# [Things to do]
a - Quote the post about the failed 18-mile run word for word, beginning at the words "When I got home" and stopping after "an early night.".
b - Extend the post about the failed 18-mile run, picking up right after its last sentence.

# [Passage shown]
The aftermath of my failed 18-mile run.
Well, I certainly wasn’t expecting to get sick during marathon training, but it may partly be my own fault. Well, partly my own fault and partly the fault of the germ-y people I have to share the LIRR and subway with everyday.
On Friday at work I wasn’t really feeling like myself. I kept complaining about how stiff my neck felt to a co-worker and despite our office being pretty chilly, I was feeling warm. Other than that, in the general sense of the word, I did not feel sick at all.
When I got home I laid down and took a nap until Mark arrived. By then I felt refreshed and we went out to get dinner at Bertucci’s. (They have the best chocolate chip cookie, ice cream topped dessert by the way!) Even though I was debating about whether or not I would do my long run (18 miles) on Saturday morning, we headed home and called it an early night.
When I woke up on Saturday morning, except for my neck still feeling stiff, I felt totally fine. I debated about running for a few minutes; the little angel on my right shoulder was saying, “Don’t risk it. Rest until you feel 100% and then do your long run.”

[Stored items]
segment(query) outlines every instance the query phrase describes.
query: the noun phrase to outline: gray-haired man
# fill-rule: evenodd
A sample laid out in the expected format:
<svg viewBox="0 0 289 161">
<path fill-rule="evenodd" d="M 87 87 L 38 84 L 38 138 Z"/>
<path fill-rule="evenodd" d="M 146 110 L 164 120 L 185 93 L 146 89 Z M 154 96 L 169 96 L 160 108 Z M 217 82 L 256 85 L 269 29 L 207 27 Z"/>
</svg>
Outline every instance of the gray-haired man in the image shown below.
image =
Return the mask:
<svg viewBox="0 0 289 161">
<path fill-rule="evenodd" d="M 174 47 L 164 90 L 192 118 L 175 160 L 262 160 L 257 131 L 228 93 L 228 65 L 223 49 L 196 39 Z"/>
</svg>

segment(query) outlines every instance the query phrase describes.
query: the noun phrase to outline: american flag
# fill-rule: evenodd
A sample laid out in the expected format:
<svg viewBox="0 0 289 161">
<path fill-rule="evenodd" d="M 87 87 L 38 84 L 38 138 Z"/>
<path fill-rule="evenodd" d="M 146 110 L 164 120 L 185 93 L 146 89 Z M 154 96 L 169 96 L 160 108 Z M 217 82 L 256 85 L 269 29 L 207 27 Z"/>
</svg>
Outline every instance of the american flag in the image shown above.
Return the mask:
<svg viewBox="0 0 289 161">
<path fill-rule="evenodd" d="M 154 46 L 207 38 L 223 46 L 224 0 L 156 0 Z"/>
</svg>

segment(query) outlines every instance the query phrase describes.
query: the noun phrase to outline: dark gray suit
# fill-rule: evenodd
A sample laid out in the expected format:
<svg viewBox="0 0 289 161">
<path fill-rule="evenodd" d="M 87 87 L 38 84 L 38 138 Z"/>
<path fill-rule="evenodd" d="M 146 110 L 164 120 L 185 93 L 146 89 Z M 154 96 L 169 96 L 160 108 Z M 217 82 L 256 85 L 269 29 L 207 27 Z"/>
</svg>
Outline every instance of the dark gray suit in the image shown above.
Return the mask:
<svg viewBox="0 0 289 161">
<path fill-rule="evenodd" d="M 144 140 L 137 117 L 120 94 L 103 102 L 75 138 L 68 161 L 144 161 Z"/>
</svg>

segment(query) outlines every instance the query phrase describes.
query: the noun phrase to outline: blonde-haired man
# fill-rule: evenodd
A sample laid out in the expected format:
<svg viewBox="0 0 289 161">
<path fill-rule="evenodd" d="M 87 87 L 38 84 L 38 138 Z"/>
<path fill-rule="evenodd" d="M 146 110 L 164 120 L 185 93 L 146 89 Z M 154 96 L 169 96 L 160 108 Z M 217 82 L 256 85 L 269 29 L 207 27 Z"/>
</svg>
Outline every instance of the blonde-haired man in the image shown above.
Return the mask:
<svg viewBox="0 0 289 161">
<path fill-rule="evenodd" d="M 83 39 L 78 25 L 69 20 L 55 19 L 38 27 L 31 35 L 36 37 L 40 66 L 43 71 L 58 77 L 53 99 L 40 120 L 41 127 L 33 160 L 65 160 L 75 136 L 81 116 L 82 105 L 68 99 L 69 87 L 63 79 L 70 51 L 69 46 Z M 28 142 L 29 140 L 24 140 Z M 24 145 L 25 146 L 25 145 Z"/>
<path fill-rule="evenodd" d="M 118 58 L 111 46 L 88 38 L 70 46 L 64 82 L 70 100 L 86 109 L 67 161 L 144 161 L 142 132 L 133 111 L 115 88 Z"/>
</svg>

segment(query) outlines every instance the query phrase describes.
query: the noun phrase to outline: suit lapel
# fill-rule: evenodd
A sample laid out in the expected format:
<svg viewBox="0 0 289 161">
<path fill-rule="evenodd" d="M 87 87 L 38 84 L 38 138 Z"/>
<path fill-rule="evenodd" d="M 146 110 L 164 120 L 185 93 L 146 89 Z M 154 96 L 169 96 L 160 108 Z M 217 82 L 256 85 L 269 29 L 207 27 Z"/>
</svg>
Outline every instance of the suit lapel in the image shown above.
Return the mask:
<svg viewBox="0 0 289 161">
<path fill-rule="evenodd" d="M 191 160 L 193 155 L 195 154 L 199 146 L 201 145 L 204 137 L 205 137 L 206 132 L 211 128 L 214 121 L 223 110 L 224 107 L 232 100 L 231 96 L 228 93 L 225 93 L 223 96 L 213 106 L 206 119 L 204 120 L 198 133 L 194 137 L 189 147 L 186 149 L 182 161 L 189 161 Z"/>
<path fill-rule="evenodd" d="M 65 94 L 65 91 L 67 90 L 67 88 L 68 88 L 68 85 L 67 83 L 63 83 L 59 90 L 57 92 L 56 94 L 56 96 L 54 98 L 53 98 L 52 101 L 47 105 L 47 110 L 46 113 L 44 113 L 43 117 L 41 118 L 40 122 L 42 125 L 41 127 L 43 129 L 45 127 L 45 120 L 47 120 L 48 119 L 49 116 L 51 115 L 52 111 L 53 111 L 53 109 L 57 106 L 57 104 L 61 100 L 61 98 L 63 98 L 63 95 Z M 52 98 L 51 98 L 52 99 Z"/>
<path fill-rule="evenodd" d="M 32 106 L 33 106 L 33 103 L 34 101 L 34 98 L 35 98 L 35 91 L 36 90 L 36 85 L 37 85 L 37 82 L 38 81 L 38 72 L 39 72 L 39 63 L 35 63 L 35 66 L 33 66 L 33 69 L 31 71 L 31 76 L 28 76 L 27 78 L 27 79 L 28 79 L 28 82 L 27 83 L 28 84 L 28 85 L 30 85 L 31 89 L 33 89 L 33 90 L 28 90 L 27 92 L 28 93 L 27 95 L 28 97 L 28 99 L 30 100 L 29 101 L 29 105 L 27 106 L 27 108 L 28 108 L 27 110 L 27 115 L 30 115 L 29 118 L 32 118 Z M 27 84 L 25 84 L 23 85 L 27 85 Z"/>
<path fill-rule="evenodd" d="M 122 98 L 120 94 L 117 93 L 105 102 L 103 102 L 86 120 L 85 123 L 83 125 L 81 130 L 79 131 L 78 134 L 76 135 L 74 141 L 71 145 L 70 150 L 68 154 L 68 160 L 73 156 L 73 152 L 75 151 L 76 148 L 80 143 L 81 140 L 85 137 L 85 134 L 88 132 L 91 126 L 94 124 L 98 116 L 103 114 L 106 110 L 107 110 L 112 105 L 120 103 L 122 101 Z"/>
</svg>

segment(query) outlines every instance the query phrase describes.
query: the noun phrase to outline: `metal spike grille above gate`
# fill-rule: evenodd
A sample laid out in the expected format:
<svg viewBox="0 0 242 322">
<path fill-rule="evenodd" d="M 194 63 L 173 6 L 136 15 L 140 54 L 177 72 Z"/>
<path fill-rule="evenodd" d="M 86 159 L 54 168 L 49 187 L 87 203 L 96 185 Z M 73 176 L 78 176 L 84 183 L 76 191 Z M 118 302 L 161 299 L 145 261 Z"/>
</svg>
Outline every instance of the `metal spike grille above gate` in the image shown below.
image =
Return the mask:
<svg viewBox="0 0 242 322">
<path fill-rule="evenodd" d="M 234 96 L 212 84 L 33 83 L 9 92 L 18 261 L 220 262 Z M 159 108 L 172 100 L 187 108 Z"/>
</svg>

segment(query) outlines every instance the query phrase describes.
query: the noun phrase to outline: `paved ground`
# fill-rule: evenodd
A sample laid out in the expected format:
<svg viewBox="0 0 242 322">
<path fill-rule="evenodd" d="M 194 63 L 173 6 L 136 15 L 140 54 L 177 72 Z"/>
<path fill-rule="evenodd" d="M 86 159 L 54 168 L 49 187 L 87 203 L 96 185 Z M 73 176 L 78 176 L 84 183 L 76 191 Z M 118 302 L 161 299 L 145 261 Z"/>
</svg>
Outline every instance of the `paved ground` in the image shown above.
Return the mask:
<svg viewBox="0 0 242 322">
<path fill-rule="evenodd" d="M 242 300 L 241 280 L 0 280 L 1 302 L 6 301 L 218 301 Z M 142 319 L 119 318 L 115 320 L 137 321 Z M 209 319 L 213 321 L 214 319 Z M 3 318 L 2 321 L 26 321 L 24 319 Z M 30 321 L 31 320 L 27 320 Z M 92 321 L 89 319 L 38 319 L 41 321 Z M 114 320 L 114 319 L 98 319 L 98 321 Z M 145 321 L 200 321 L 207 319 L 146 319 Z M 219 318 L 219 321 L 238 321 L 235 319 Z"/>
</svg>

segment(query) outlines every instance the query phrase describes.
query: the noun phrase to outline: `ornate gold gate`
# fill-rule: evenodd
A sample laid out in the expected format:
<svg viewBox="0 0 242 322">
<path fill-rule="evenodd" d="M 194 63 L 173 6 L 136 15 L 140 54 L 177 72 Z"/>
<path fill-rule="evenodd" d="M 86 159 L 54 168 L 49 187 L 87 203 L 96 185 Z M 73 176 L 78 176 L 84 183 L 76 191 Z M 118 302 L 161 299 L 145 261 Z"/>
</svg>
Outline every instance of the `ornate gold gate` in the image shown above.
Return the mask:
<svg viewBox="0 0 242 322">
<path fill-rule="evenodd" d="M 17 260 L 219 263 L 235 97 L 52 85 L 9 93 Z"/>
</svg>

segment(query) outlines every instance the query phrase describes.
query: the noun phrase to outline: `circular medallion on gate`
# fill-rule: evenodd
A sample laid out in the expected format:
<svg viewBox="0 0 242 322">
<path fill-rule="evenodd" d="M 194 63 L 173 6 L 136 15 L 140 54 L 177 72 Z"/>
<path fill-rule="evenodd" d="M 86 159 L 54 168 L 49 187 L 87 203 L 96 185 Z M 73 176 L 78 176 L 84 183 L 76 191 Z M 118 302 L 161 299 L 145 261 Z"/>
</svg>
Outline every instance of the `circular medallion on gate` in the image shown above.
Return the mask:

# [Answer section]
a -
When I got home I laid down and took a nap until Mark arrived. By then I felt refreshed and we went out to get dinner at Bertucci’s. (They have the best chocolate chip cookie, ice cream topped dessert by the way!) Even though I was debating about whether or not I would do my long run (18 miles) on Saturday morning, we headed home and called it an early night.

b -
But the little devil on my left shoulder was saying, “You better get out there and run. It’s not gonna be good if you miss this long run.” Being the sensible and reasonable runner that I am, of course I decided that resting was out of the question. So I laced up and headed out the door and Mark stayed in to watch golf.
I decided to run a 4-mile loop around my neighborhood so that I could stop in my house for more water and energy chews whenever I needed. The first 9 miles of the run flew by and I felt great. I stopped in after two loops and grabbed some energy chews and re-filled my water bottle.
After heading back out, everything seemed to go downhill from there. My body literally felt like it was starting to disintegrate piece by piece. I was wearing a brace for my left knee but I was starting to feel pain in the area again and my muscles were feeling sore, but not the kind of sore I’m used to; the kind of sore that you have to learn how to push through. A much worse kind of sore. I was starting to feel completely fatigued. I was stopping to stretch every mile or so and I was taking a lot walking breaks.
Eh, well see about that.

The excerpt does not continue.